Return the line containing "tail-mounted engine shown above." and all lines after it exactly; stop at the end of the material.

Rows from a dataset
——————
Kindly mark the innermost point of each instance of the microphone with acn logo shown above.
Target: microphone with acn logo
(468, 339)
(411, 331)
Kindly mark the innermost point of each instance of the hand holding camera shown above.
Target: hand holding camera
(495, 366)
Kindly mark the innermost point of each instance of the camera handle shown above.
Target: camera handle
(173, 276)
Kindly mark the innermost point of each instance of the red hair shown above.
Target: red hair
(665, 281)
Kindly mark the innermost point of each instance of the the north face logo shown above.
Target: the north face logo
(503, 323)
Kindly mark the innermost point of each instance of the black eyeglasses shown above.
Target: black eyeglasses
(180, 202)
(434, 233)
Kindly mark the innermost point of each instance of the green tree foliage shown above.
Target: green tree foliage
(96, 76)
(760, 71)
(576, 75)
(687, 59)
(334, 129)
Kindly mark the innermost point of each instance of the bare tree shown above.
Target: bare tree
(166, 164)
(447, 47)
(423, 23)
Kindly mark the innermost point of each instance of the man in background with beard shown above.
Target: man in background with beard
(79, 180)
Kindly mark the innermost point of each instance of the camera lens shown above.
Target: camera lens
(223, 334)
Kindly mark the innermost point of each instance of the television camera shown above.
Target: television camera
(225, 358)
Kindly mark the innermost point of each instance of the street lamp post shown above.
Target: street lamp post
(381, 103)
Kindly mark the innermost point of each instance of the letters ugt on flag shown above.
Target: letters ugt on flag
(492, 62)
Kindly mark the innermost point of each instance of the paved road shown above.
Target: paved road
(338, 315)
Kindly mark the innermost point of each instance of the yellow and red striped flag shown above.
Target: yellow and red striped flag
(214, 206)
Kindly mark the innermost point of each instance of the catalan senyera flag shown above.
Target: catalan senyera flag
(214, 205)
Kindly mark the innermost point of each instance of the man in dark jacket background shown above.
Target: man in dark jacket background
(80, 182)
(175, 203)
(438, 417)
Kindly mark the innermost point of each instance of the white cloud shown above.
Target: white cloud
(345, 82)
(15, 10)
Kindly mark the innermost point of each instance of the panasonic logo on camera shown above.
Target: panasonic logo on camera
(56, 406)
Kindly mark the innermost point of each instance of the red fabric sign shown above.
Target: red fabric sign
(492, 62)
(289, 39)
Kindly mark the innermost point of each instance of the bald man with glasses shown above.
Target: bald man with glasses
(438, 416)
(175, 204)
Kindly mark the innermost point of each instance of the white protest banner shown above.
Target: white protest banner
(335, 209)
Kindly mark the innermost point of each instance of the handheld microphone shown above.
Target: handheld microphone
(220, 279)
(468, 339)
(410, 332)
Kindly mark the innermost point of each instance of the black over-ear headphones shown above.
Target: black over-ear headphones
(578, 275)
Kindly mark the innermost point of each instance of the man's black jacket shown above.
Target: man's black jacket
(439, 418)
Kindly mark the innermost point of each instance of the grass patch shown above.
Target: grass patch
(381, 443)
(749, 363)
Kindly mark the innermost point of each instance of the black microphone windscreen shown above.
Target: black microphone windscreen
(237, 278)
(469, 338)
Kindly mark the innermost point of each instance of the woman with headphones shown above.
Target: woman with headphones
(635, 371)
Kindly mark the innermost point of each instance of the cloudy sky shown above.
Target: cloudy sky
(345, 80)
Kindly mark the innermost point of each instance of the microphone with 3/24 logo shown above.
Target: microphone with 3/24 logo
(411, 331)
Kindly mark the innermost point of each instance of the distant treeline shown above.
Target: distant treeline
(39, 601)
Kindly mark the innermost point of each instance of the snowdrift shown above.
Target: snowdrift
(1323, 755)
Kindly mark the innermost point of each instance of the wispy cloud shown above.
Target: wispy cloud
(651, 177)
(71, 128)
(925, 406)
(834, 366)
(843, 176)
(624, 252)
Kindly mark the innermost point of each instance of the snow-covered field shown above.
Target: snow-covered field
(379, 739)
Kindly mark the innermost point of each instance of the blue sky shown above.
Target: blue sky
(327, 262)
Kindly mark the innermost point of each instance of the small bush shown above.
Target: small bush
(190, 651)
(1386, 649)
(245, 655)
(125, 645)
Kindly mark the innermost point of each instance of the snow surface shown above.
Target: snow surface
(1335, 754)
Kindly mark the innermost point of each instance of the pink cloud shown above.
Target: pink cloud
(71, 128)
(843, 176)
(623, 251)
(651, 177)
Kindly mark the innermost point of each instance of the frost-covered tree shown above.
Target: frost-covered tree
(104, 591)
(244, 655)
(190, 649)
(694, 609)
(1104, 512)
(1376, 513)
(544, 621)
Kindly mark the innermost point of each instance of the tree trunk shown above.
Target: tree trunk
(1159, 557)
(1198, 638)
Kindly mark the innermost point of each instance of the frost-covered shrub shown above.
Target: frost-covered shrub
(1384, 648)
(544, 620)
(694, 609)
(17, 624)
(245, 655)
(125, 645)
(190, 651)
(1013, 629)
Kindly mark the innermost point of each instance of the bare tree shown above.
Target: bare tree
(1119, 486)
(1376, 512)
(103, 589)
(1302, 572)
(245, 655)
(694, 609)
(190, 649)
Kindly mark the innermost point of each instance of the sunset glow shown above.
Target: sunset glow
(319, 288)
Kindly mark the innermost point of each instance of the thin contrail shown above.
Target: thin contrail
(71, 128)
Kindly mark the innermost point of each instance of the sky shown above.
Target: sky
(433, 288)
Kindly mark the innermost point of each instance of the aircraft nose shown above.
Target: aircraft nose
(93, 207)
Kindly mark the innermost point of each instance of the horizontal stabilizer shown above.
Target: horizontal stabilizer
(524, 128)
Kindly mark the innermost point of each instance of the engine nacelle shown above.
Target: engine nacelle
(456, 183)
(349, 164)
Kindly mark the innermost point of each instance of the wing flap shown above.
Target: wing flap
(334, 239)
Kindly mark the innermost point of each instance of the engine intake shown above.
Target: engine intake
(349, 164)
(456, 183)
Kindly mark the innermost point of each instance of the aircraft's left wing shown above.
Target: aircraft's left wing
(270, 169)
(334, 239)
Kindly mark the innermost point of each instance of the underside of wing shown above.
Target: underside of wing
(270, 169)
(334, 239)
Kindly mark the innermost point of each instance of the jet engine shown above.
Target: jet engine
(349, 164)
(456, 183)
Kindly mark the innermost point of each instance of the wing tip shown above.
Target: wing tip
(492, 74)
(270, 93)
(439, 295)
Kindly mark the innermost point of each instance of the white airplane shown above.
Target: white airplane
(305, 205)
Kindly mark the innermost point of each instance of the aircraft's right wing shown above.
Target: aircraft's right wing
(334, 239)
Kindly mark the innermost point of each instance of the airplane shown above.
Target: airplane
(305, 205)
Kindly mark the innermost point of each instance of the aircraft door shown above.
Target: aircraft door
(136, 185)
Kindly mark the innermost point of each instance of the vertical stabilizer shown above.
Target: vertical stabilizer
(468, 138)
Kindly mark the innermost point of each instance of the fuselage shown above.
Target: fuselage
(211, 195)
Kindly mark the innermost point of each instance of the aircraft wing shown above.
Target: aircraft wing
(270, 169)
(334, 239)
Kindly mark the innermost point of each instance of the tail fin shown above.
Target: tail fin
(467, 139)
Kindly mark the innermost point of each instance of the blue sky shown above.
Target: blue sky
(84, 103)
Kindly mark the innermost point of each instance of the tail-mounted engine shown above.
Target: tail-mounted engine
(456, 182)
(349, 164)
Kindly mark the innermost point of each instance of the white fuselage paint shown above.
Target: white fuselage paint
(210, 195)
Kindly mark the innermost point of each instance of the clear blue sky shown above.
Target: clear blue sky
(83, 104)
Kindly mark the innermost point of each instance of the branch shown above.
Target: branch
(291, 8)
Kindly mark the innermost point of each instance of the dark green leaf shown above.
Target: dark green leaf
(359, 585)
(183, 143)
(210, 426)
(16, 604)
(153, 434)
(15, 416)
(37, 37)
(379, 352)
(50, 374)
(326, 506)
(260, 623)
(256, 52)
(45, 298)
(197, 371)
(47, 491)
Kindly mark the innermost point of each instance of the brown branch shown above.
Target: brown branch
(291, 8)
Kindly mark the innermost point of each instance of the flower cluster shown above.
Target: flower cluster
——————
RESULT OF THE TASK
Kindly mark the innermost point of each instance of the tail-mounted engine shown above.
Target: tail-mounted engine
(456, 182)
(349, 164)
Kindly mark the innermost point of each instance of the white fuselage paint shown above.
Target: white fuselage paint
(210, 195)
Kindly mark the innermost point of each instance of the clear blue sky shown above.
Target: clear blue sky
(83, 104)
Kindly mark the innermost point of each instance of the branch shown above.
Target: branch
(291, 8)
Kindly mark the innermost point of each instance of the dark green leaf shown above.
Target: dark green leaf
(359, 585)
(183, 143)
(210, 426)
(16, 604)
(153, 434)
(15, 416)
(37, 37)
(379, 352)
(50, 374)
(326, 506)
(260, 623)
(256, 52)
(45, 298)
(197, 371)
(47, 491)
Kindly mark the innermost point of each instance of the brown branch shown above.
Target: brown branch
(291, 8)
Kindly mark the innermost point of each instance of the flower cluster shown above.
Target: flower cluster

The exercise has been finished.